CHALLENGE: Carry on the desktop automation documentation from its final line onward.

* BEGIN QUOTED PASSAGE *

Image recognition not finding template

  • Ensure template image exists and is correct format (PNG, JPG)
  • Try lower confidence threshold (e.g., 0.85 instead of 0.95)
  • Use find_image_multiscale to detect at different scales

Actions blocked by safe mode

This is intentional. To run dangerous actions:

action: set_safe_mode
params:
  enabled: false

Then execute your action. Re-enable safe mode immediately after:

action: set_safe_mode
params:
  enabled: true

📄 License

MIT License. See LICENSE file.


📚 Files Structure

desktop-automation-ultra-local/
├── SKILL.md                          (This file)
├── requirements.txt                  (Python dependencies)
├── lib/
│   ├── actions.py                   (Core click/type/drag actions)
│   ├── image_recognition.py         (OpenCV template matching)
│   ├── ocr_engine.py                (Tesseract OCR)
│   ├── macro_player.py              (Record/playback macros)

* END QUOTED PASSAGE *
* BEGIN PROVIDED DATA *

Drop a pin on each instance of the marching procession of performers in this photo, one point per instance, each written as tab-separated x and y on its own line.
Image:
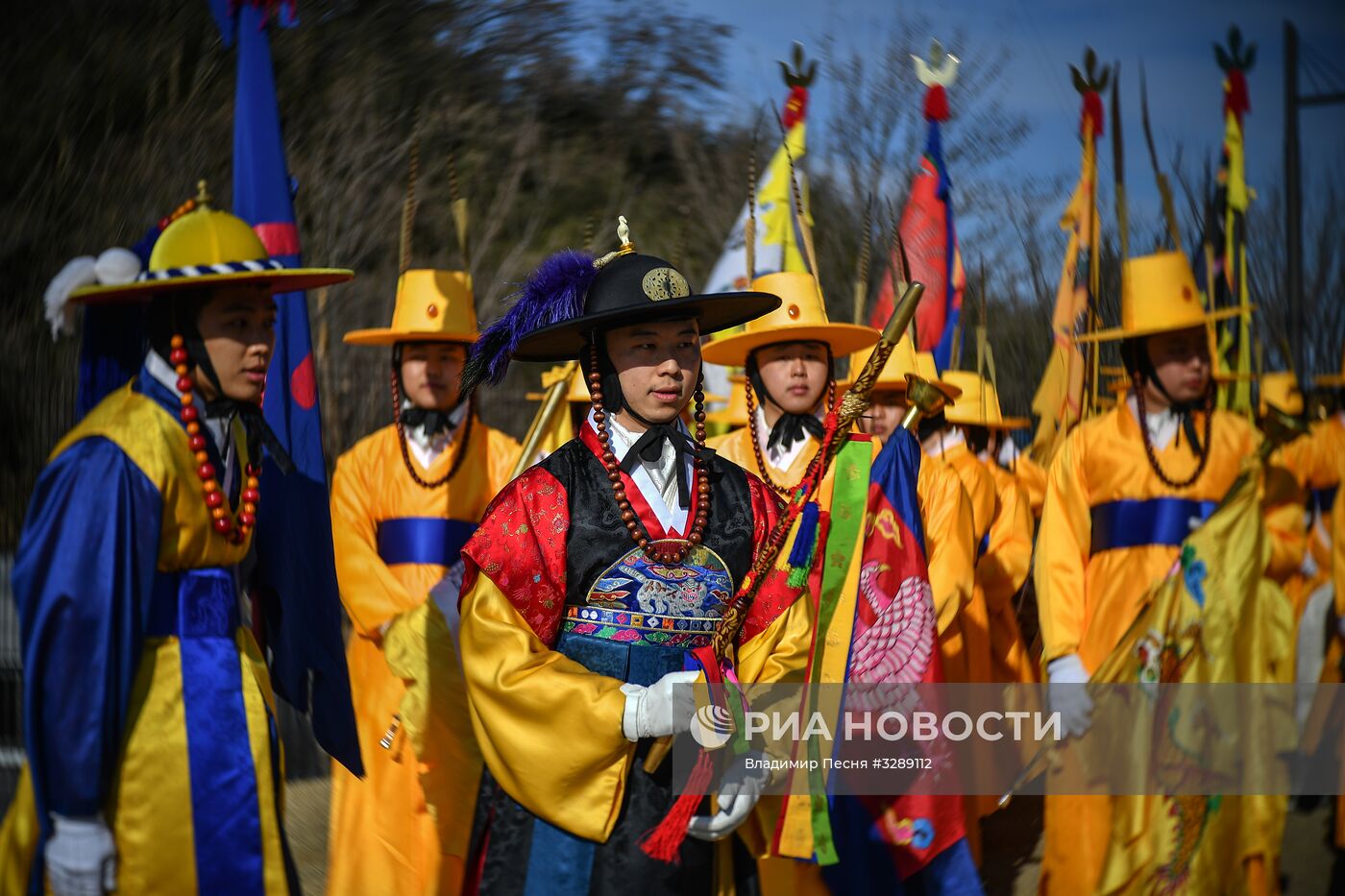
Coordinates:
525	620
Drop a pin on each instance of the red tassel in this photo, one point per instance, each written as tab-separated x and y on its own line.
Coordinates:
795	107
937	103
665	841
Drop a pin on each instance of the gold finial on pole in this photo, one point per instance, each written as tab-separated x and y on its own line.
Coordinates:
409	206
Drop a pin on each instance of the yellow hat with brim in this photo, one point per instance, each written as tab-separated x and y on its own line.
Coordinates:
736	412
1280	389
577	392
800	318
432	305
1159	295
978	403
928	370
893	375
578	389
210	248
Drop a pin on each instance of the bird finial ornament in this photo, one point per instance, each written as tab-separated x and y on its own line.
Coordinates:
942	67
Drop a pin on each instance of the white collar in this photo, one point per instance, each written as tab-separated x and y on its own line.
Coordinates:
656	480
429	447
1162	424
782	456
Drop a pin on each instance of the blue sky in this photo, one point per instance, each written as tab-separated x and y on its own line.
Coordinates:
1172	36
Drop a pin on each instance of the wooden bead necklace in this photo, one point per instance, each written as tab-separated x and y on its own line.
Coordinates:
459	444
1203	456
641	536
234	529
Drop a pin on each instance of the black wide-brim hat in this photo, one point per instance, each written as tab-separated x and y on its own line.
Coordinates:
635	288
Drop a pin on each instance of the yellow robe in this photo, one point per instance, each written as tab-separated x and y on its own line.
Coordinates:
1087	599
148	806
1331	670
1002	572
950	539
985	505
405	828
1032	476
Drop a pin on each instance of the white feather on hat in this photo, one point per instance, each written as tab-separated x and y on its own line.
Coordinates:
114	267
78	272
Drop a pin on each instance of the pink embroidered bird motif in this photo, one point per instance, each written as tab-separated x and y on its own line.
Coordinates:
896	633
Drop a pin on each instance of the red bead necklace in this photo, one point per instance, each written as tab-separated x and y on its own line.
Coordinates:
235	530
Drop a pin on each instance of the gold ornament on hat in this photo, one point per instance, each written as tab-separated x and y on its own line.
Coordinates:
665	282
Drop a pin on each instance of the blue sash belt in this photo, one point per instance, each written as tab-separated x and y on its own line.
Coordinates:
198	603
201	608
423	540
1138	523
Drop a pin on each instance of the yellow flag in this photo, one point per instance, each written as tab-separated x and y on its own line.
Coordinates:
1060	396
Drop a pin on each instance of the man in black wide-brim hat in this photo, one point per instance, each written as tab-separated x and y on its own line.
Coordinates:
578	613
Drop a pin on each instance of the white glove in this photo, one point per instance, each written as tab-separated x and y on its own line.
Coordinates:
1068	695
739	794
663	708
81	858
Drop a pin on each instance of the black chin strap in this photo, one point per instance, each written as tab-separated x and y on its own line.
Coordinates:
790	428
1186	410
648	448
255	424
428	420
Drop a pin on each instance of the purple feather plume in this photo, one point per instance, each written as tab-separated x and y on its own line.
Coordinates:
553	294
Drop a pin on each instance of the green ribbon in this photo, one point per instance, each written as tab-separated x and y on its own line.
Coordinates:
849	502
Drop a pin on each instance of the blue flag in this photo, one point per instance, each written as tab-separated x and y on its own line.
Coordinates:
296	564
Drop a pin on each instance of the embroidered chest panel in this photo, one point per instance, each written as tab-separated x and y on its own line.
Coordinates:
638	600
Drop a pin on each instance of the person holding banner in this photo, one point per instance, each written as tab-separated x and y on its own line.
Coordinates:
148	712
405	499
1123	493
1004	556
945	513
789	356
596	586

* END PROVIDED DATA *

EXERCISE RESULT:
│   ├── safety_manager.py            (Safe mode, blocking)
│   └── utils.py                     (Logging, helpers)
├── scripts/
│   └── test_automation.py           (Unit tests)
└── recorded_macro/                  (Output: saved macros)

Validation Checklist

  • [x] All modules have proper error handling
  • [x] Thread safety implemented (locks)
  • [x] Safe mode enabled by default
  • [x] Dry-run mode on all actions
  • [x] Comprehensive logging
  • [x] Unit tests (13 tests)
  • [x] UTF-8 encoding for all text
  • [x] No hardcoded paths (uses expanduser)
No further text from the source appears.